Extract provided.

>>

- The Washington Times - Wednesday, September 20, 2006


66 hospitalized in toxic-waste case

ABIDJAN — The number of people reportedly affected by a toxic waste scandal in Ivory Coast rose sharply yesterday when the United Nations said 66 victims had been hospitalized and doctors had received 44,000 requests for medical help.

Last week, the Ivorian authorities said seven persons, four of them children, had died since the noxious mix of toxic oil residue and caustic soda was placed in 14 open-air rubbish dumps in Abidjan.

The United Nations Office for the Coordination of Humanitarian Affairs said yesterday that the number of persons reported killed by the toxins remained at seven, but it was more circumspect about the causes of their deaths.


Zuma is cleared in corruption trial

JOHANNESBURG — Former South African Deputy President Jacob Zuma is an anti-apartheid veteran whose presidential ambitions have been resurrected after his exoneration in a sensational corruption case.

Mr. Zuma, who narrowly escaped political oblivion in May when he was acquitted of the rape of a young AIDS activist, got a second lease on his political life yesterday when a judge threw out a graft accusation linked to a 1999 arms deal.

The charismatic 64-year-old, who was fired by President Thabo Mbeki last year, had faced charges of complicity to accepting a bribe through his financial adviser.


Students to train to fight peacekeepers

MOGADISHU — The Islamic militia that controls much of southern Somalia said yesterday it will train students for holy war against foreign peacekeepers, an ominous development because of fears that a Taliban-style regime is emerging in the country.

Last month, seven African countries, known as the Intergovernmental Authority on Development, agreed to send 3,500 troops from Uganda and Sudan to Somalia to support the weak government based in Baidoa, a town 150 miles from Mogadishu, the capital.

Weekly notes …

Gambians go to the polls tomorrow in a presidential vote expected to give incumbent Yahya Jammeh a third term as head of this tiny West African state. It is the third presidential election organized by Mr. Jammeh since he seized power in a coup in 1994, and opposition is weak. Legislative elections are scheduled for December. … The Economic Community of West African States expressed its sympathy to Nigeria yesterday after 13 persons, including 10 army generals, died in an air crash. The plane crashed minutes before its scheduled arrival in Obudu in southern Cross Rivers State, apparently because of bad weather.

<<

According to the news briefs, how many troops did the Intergovernmental Authority on Development agree to send to Somalia, and from which countries? The records have no connection to the news briefs.

Stored data entries
>>

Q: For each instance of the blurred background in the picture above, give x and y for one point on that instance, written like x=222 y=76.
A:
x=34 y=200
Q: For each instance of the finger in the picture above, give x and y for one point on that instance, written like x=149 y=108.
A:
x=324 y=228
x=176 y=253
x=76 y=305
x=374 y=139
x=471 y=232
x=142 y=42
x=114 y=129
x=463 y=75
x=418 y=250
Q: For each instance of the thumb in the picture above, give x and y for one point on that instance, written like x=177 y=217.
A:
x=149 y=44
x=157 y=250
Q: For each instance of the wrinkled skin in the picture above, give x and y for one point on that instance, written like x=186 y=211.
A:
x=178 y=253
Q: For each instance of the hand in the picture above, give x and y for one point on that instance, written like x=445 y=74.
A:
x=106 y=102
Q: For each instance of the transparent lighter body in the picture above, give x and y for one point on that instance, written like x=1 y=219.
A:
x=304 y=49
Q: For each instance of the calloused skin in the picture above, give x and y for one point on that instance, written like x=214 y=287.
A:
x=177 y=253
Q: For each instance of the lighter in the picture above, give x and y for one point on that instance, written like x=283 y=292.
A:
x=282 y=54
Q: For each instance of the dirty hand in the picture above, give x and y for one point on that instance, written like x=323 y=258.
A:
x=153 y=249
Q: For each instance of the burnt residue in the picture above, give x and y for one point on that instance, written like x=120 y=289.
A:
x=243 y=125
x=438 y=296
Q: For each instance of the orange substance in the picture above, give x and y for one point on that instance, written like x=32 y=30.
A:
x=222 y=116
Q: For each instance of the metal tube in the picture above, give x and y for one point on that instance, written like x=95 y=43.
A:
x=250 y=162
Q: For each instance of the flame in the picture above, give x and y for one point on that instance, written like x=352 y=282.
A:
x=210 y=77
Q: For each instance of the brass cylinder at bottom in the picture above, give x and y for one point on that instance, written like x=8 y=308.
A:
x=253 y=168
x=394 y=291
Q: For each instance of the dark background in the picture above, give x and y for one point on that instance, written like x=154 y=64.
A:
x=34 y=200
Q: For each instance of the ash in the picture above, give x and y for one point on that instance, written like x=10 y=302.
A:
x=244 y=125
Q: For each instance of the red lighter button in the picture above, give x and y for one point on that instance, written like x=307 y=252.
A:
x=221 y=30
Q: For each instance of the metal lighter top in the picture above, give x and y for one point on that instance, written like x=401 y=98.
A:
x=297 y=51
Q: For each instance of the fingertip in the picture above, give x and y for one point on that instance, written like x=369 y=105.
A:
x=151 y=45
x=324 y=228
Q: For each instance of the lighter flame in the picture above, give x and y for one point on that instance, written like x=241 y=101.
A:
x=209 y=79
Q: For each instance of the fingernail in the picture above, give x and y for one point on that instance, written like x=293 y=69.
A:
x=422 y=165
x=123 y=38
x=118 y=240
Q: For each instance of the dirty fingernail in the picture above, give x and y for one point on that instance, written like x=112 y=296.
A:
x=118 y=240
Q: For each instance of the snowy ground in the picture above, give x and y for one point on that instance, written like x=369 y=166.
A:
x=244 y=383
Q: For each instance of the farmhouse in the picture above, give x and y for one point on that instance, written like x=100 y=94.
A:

<<

Solved exercise.
3,500 troops from Uganda and Sudan.